**TASK REQUIREMENTS:**
Extract all records. Keep each one exact.

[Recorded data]
........
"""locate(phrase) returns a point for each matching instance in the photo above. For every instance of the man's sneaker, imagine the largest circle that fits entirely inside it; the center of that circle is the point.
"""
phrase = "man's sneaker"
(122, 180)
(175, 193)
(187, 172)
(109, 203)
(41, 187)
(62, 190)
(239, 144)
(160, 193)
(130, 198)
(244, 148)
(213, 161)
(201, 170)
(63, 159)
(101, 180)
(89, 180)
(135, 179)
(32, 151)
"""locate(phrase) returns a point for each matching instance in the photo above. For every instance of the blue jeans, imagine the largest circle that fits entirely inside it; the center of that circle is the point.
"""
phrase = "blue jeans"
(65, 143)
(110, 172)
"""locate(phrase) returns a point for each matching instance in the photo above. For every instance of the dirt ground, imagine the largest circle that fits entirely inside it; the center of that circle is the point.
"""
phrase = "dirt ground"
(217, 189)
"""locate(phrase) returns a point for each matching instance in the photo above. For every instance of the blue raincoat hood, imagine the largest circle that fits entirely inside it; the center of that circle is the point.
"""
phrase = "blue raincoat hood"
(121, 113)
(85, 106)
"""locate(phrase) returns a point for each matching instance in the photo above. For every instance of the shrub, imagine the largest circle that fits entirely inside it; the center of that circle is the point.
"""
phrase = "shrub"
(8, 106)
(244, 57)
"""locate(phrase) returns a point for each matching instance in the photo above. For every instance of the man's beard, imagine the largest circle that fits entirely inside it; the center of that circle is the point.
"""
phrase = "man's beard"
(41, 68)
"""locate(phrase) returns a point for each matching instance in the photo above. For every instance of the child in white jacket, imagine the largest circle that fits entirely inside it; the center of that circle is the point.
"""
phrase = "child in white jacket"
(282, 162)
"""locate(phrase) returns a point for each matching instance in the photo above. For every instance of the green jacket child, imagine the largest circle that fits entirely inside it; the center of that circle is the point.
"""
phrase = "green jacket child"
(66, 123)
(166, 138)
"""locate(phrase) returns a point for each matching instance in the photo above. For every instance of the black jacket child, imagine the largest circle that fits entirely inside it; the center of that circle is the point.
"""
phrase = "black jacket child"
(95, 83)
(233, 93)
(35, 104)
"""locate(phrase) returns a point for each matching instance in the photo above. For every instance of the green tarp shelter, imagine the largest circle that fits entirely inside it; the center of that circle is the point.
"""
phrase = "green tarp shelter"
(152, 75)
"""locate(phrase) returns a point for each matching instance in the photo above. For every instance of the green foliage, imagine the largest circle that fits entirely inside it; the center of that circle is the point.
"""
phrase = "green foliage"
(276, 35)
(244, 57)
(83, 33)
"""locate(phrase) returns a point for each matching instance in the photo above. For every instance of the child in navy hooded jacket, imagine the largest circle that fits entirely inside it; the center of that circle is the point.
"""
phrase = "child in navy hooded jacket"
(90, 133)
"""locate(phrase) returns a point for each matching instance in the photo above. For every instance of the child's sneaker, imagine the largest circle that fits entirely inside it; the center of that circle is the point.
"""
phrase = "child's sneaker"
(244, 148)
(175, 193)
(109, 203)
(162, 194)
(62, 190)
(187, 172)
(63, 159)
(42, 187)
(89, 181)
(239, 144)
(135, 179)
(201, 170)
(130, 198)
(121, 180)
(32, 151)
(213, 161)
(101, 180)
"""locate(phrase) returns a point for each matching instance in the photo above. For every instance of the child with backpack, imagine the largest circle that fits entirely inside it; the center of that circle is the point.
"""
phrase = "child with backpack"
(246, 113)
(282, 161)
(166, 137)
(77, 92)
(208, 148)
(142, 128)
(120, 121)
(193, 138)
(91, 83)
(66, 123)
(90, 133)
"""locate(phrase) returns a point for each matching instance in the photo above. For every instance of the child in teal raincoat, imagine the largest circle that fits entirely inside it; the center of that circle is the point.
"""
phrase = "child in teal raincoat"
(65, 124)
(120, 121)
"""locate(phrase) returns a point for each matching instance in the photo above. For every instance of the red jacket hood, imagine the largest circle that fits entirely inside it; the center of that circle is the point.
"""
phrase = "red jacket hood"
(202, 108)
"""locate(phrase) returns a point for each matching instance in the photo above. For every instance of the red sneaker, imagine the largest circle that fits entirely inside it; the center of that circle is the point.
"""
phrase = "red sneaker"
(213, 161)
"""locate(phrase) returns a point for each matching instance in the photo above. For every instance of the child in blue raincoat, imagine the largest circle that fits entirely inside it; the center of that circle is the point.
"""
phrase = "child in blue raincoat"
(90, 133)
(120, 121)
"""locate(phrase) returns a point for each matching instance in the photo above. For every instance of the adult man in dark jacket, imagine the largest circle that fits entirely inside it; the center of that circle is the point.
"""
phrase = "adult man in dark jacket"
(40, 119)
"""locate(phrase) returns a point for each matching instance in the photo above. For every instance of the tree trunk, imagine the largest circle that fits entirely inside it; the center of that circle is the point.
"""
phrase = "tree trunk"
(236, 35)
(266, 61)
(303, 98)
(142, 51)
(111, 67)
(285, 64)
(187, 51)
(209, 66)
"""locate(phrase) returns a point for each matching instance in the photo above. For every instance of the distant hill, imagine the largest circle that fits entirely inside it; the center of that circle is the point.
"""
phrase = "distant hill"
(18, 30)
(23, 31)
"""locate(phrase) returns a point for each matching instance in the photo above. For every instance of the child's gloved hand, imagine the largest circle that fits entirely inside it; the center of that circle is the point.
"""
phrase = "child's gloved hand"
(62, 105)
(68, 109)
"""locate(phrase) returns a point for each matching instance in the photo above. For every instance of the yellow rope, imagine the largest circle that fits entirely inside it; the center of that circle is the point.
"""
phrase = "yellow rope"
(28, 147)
........
**SOLUTION BELOW:**
"""locate(phrase) returns a point for each matching instance in the photo above. For every instance of the man's sneaker, imagine the largest circle that fits entirely inside it; the center of that circle is the point.
"""
phrase = "man's sneaker"
(122, 180)
(175, 193)
(187, 172)
(109, 203)
(41, 187)
(62, 190)
(239, 144)
(160, 193)
(130, 198)
(244, 148)
(213, 161)
(201, 170)
(63, 159)
(101, 180)
(89, 180)
(135, 179)
(32, 151)
"""locate(phrase) returns a point for each matching instance in the photo above. For every instance of the blue jeans, imagine the largest circle that fits entirely inside it; the center of that circle is the point.
"""
phrase = "blue jeans"
(65, 143)
(110, 172)
"""locate(phrase) returns a point for each matching instance in the photo above. For every instance of the dirt ground, imagine the largest circle that fits entirely inside it; the center of that circle is the point.
"""
phrase = "dirt ground"
(217, 189)
"""locate(phrase) returns a point for each matching instance in the photo above. For every instance of the blue raincoat hood, imagine the largest circle that fits entirely inside it; the center of that circle is the point.
"""
phrase = "blue raincoat hood"
(121, 113)
(85, 106)
"""locate(phrase) returns a point for each matching instance in the photo above. For every instance of the shrub, imagine the largest circle that fits entirely inside it; the center of that circle is the point.
"""
phrase = "shrub"
(8, 106)
(244, 57)
"""locate(phrase) returns a point for each matching instance in the photo above. For every instance of the man's beard, imagine the largest circle that fits entirely inside it; the center of that circle is the point.
"""
phrase = "man's beard"
(41, 68)
"""locate(phrase) returns a point for each matching instance in the photo above. For every instance of the child in white jacket, imagine the largest circle that fits entirely inside it; the center of that circle is the point.
"""
phrase = "child in white jacket"
(282, 162)
"""locate(phrase) returns a point for each matching instance in the photo above. For every instance of the green jacket child, imagine the largest circle that fits entirely inside it; the center of that circle is the point.
"""
phrase = "green jacket child"
(66, 123)
(166, 138)
"""locate(phrase) returns a point for each matching instance in the photo above. For every instance of the black jacket child, imagine the largest circle that fits entirely inside it; the center of that circle is the point.
"""
phrase = "black jacket child"
(95, 83)
(233, 93)
(35, 104)
"""locate(phrase) returns a point for each matching instance in the photo above. For every instance of the green tarp shelter, imagine the largest circle that fits entirely inside it; the center of that circle is the point.
"""
phrase = "green tarp shelter"
(152, 75)
"""locate(phrase) returns a point for each matching instance in the photo above. For every instance of the green foliage, imagine the largest circle that fits entirely inside it; the center of that circle is the point.
"""
phrase = "green foliage"
(276, 35)
(244, 57)
(83, 33)
"""locate(phrase) returns a point for each matching instance in the photo above. For every instance of the child in navy hooded jacket, imagine the largest circle that fits entirely inside it; the center of that circle is the point.
"""
phrase = "child in navy hooded jacket"
(90, 133)
"""locate(phrase) returns a point for each matching instance in the photo above. For every instance of the child's sneaker, imagine the largest circle that fits entirely inside it; the center of that circle is the point.
"""
phrase = "child's sneaker"
(244, 148)
(175, 193)
(109, 203)
(162, 194)
(62, 190)
(187, 172)
(63, 159)
(42, 187)
(89, 181)
(239, 144)
(135, 179)
(201, 170)
(130, 198)
(121, 180)
(32, 151)
(213, 161)
(101, 180)
"""locate(phrase) returns a point for each matching instance in the photo above. For every instance of the child with backpack, imagine the largest circle that fits entirely inside it; the center of that circle is the point.
"""
phrase = "child with backpack"
(246, 113)
(282, 161)
(166, 137)
(77, 92)
(208, 148)
(142, 128)
(120, 121)
(193, 138)
(91, 83)
(66, 123)
(90, 133)
"""locate(phrase) returns a point for each matching instance in the photo above. For every instance of the child in teal raincoat, imagine the largest circle that fits entirely inside it; the center of that circle is the point.
"""
phrase = "child in teal raincoat"
(65, 124)
(120, 121)
"""locate(phrase) returns a point for each matching instance in the photo above. For every instance of the red jacket hood, imagine the largest circle that fits entirely inside it; the center of that circle is the point.
"""
phrase = "red jacket hood"
(202, 108)
"""locate(phrase) returns a point for each matching instance in the photo above. For every instance of the red sneaker, imagine the largest circle that fits entirely inside it; the center of that circle is the point.
"""
phrase = "red sneaker"
(213, 161)
"""locate(phrase) returns a point for each matching instance in the photo above. For every instance of the child in blue raincoat, imagine the largest circle that fits entirely inside it; the center of that circle is the point.
"""
phrase = "child in blue raincoat"
(90, 133)
(120, 121)
"""locate(phrase) returns a point for each matching instance in the photo above. For every instance of the adult man in dark jacket, imagine the largest circle that fits entirely inside it; the center of that circle is the point.
"""
phrase = "adult man in dark jacket"
(40, 119)
"""locate(phrase) returns a point for each matching instance in the photo above. For every instance of the tree trunk, imagine the largest circle that fits entirely inside it; the center of that circle is the point.
"""
phrase = "tree trunk"
(236, 35)
(266, 61)
(303, 98)
(142, 51)
(111, 67)
(285, 64)
(187, 51)
(209, 66)
"""locate(phrase) returns a point for each matching instance in the photo above. For every instance of the distant hill, imagine the largest circle that fits entirely inside it; the center of that circle is the point.
"""
phrase = "distant hill"
(18, 30)
(23, 31)
"""locate(phrase) returns a point for each matching instance in the photo above. For every instance of the child's gloved hand, imagine the largest circle that fits entirely inside it; the center of that circle is the point.
"""
phrase = "child's gloved hand"
(62, 105)
(68, 109)
"""locate(phrase) returns a point for each matching instance in the photo above. For every instance of the yellow rope, imagine the largest circle that fits entirely inside it; the center of that circle is the point.
"""
phrase = "yellow rope"
(28, 147)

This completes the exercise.